DOCUMENT TEXT ->
To assess the effectiveness of a structured sexual rehabilitation programme alongside the use of written material in comparison with the use of written material alone, and to evaluate the impact of both interventions on sexual and psychological function in an Australian stroke cohort.


Twelve participants (patients n=10; partners n=2) were randomly assigned to an intervention (n=4) or control (n=6) group. Standardised measurements were used to assess: sexual functioning (Changes in Sexual Function Questionnaire Short-Form) (CSFQ-14) (primary outcome); psychological functioning (Depression, Anxiety and Stress Scale) (DASS); physical functioning (Functional Independence Measure); and quality of life (Stroke and Aphasia Quality of Life scale–39-item generic version) (SAQOL-39g). All measures were assessed at baseline (T1) and six weeks after the programme (T2).

EXERCISE TASKS ->
**A.** Reproduce a part of the stroke rehabilitation study text word for word, beginning at the words "Twelve participants (patients" and stopping after "the programme (T2).".
**B.** Take the stroke rehabilitation study text further, continuing on from its last sentence.

DATA FOR ANALYSIS ->
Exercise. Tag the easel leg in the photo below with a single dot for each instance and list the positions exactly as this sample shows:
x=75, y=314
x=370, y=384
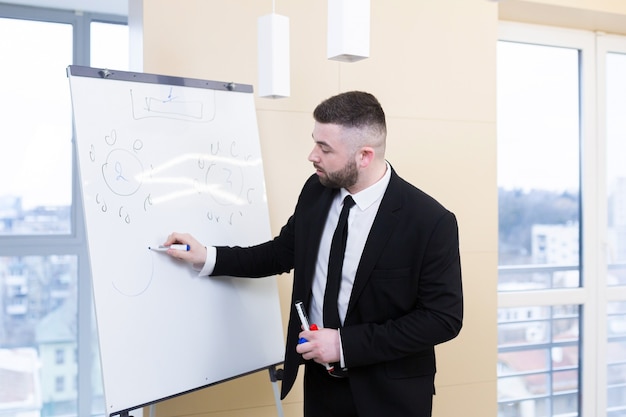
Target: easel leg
x=274, y=377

RESPONSES BY TASK ->
**A.**
Twelve participants (patients n=10; partners n=2) were randomly assigned to an intervention (n=4) or control (n=6) group. Standardised measurements were used to assess: sexual functioning (Changes in Sexual Function Questionnaire Short-Form) (CSFQ-14) (primary outcome); psychological functioning (Depression, Anxiety and Stress Scale) (DASS); physical functioning (Functional Independence Measure); and quality of life (Stroke and Aphasia Quality of Life scale–39-item generic version) (SAQOL-39g). All measures were assessed at baseline (T1) and six weeks after the programme (T2).

**B.**
There was no significant difference between the intervention and control groups at T2 in sexual functioning (CSFQ-14), psychological functioning (DASS) and quality of life (SAQOL-39g); however, there was a trend in both groups toward improvement in all outcome measures at T2 compared with T1.


This preliminary study demonstrates the feasibility and importance of providing sexual rehabilitation following stroke, and that sexual rehabilitation may improve sexual and psychological functioning and quality of life. Further studies are needed to confirm these findings for stroke survivors and their partners to address sexual issues that may arise and perceived rehabilitation needs.